_What to do_.
Every line from the one with "Where can the woman in" to the end of the data needs to be copied exactly, and no line before it.
=== Task input ===
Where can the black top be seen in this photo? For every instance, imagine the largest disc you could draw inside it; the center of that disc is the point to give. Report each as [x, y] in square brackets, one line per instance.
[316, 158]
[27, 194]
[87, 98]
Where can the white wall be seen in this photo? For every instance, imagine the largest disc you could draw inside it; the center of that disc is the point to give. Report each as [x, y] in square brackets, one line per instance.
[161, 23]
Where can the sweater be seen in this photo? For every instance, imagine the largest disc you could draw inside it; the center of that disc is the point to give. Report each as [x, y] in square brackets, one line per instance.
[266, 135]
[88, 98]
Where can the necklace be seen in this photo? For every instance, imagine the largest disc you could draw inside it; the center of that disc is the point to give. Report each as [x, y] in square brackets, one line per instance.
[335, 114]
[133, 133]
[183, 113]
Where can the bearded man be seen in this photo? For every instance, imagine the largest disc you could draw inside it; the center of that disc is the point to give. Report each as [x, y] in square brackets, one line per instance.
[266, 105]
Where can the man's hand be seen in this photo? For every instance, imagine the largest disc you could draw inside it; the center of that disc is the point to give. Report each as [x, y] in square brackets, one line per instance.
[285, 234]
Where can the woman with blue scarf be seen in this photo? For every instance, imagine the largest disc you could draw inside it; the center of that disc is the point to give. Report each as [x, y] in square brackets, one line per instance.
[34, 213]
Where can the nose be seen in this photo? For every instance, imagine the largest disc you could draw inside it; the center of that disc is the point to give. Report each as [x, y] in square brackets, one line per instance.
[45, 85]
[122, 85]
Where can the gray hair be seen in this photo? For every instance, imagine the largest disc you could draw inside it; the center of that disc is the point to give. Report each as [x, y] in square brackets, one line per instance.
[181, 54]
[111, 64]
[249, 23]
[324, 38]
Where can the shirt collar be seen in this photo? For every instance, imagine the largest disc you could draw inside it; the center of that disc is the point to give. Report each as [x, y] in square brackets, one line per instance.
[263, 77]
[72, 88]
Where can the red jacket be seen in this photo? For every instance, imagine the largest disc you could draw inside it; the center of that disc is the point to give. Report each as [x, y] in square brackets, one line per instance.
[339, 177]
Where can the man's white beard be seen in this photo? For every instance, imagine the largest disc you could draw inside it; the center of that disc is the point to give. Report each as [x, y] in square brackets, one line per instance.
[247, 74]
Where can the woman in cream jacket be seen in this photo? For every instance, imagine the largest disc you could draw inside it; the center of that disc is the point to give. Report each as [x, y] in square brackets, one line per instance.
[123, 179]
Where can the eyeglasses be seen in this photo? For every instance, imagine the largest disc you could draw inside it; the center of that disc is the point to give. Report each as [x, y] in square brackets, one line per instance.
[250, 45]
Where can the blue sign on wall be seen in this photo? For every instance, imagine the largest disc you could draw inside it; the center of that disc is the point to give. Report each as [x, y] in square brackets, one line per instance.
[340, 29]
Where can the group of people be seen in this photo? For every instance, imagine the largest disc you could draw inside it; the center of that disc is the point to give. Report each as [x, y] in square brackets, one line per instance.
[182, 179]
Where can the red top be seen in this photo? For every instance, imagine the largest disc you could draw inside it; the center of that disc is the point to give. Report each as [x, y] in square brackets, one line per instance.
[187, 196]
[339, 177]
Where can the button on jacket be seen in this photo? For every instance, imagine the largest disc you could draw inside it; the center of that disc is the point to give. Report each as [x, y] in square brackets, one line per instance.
===
_Full response_.
Where can the woman in cream jacket be seen in this photo? For every instance, imagine the largest disc you could draw inside it; the center of that disc is the point to give. Report each as [x, y] in square brackets, one line per instance.
[123, 179]
Where can the eyeglasses be seen in this photo? For every instance, imagine the largest disc you could draw inside it; the center of that disc is the point to give. Report each as [x, y] in square brackets, one line per instance.
[250, 45]
Where can the blue sign on wall be seen in this photo? For every instance, imagine the largest disc you could draw inside it; the center of that disc is the point to give. Report each as [x, y] in square brackets, one line per instance.
[340, 29]
Where can the group of people be seen in this photo? For every instance, imagine the largest disc you could draw inside it; the center of that disc is the point to give. Report each as [x, y] in square brackets, one line per instance.
[182, 179]
Where can the red top be seen in this photo? For every instance, imagine the largest disc you could draw inside it; the center of that disc is the point to give. Report each as [x, y] in square brackets, one line per instance.
[187, 196]
[339, 177]
Where can the button on jacket be seen in this photo? For every instance, imagine the largest disc you could draw inside it; the center of that disc is the point to give. Report each as [x, y] in square brackets, one line per instance.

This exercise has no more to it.